Consider lunch sorted with this easy bruschetta recipe. It's loaded with tasty tomatoes and butter beans.

  • Serves6
  • Cook time10 minutes
  • Prep time10 minutes
A bowl of tomato and bean bruschetta with cheery tomatoes

Ingredients

  • 500g vine-ripened cherry tomatoes
  • 500g Coles Bakery Stone Baked by Laurent White Sourdough Vienna, cut into 12 slices
  • 2 tbs extra virgin olive oil
  • 400g can butter beans, rinsed, drained
  • 2 garlic cloves, crushed
  • 1 tbs balsamic vinegar
  • 60g pkt Coles Australian Baby Rocket

Check ingredient labels to make sure they meet your specific dietary requirements and always consult a health professional before changing your diet. View dietary information here.

Percentage Daily Intake information on our recipes is calculated using the nutrition reference values for an average Australian adult.

• [Tasks to carry out]:
- 1) Into how many slices does the bruschetta recipe say to cut the sourdough?
- 2) Rewrite the bruschetta recipe starting with "Ingredients" and going on through "dietary information here.", with "balsamic vinegar" changed to "red wine vinegar".
- 3) Pick up the bruschetta recipe after its final sentence and keep writing it.
The items after this are separate material and are not part of the bruschetta recipe.

[A block of data]
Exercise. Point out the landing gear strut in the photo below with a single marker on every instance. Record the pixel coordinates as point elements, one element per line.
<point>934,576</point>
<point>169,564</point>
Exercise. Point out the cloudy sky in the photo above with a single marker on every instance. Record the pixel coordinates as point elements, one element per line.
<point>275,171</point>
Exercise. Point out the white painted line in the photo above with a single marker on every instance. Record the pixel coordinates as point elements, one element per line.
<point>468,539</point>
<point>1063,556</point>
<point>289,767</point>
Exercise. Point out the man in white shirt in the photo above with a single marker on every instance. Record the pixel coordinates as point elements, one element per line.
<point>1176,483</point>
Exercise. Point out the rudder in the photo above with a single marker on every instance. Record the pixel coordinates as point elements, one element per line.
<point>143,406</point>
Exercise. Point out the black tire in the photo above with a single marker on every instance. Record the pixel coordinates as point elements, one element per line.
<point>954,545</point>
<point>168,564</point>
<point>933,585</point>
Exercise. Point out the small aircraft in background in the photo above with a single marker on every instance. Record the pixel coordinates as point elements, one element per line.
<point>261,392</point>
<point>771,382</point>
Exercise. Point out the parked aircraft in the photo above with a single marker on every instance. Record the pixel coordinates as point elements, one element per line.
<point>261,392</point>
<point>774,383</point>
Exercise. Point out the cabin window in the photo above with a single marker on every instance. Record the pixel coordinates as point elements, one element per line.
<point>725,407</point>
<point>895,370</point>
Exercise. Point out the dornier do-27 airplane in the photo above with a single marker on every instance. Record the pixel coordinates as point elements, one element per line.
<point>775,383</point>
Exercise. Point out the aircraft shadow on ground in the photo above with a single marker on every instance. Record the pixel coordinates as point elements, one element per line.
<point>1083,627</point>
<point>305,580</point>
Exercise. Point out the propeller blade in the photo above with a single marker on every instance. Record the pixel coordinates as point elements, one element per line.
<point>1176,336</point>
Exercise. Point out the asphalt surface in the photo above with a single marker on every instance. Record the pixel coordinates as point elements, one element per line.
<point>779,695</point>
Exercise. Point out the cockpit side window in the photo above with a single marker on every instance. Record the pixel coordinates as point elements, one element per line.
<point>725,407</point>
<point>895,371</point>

• [Results of the exercise]:
- 1) 12 slices.

- 2)
Ingredients

  • 500g vine-ripened cherry tomatoes
  • 500g Coles Bakery Stone Baked by Laurent White Sourdough Vienna, cut into 12 slices
  • 2 tbs extra virgin olive oil
  • 400g can butter beans, rinsed, drained
  • 2 garlic cloves, crushed
  • 1 tbs red wine vinegar
  • 60g pkt Coles Australian Baby Rocket

Check ingredient labels to make sure they meet your specific dietary requirements and always consult a health professional before changing your diet. View dietary information here.

- 3)
Method

  1. Step 1

    Heat a barbecue grill or chargrill on high. Reserve half the tomatoes. Lightly brush the bread and remaining tomatoes with a little of the oil. Season. Cook the bread on the grill for 2 mins each side or until the bread is lightly toasted. Transfer the bread to a large serving plate. Cook the tomatoes on the grill, turning occasionally, for 4-5 mins or until the tomatoes just begin to collapse. Transfer the tomatoes to a plate.
  2. Step 2

    Coarsely chop the reserved tomatoes. Place in a bowl with the beans, garlic, vinegar, rocket and remaining oil. Toss to combine.
  3. Step 3

    Spoon the bean mixture evenly over the bread on the plate. Arrange the chargrilled tomatoes over the bean mixture. Season with pepper and serve immediately.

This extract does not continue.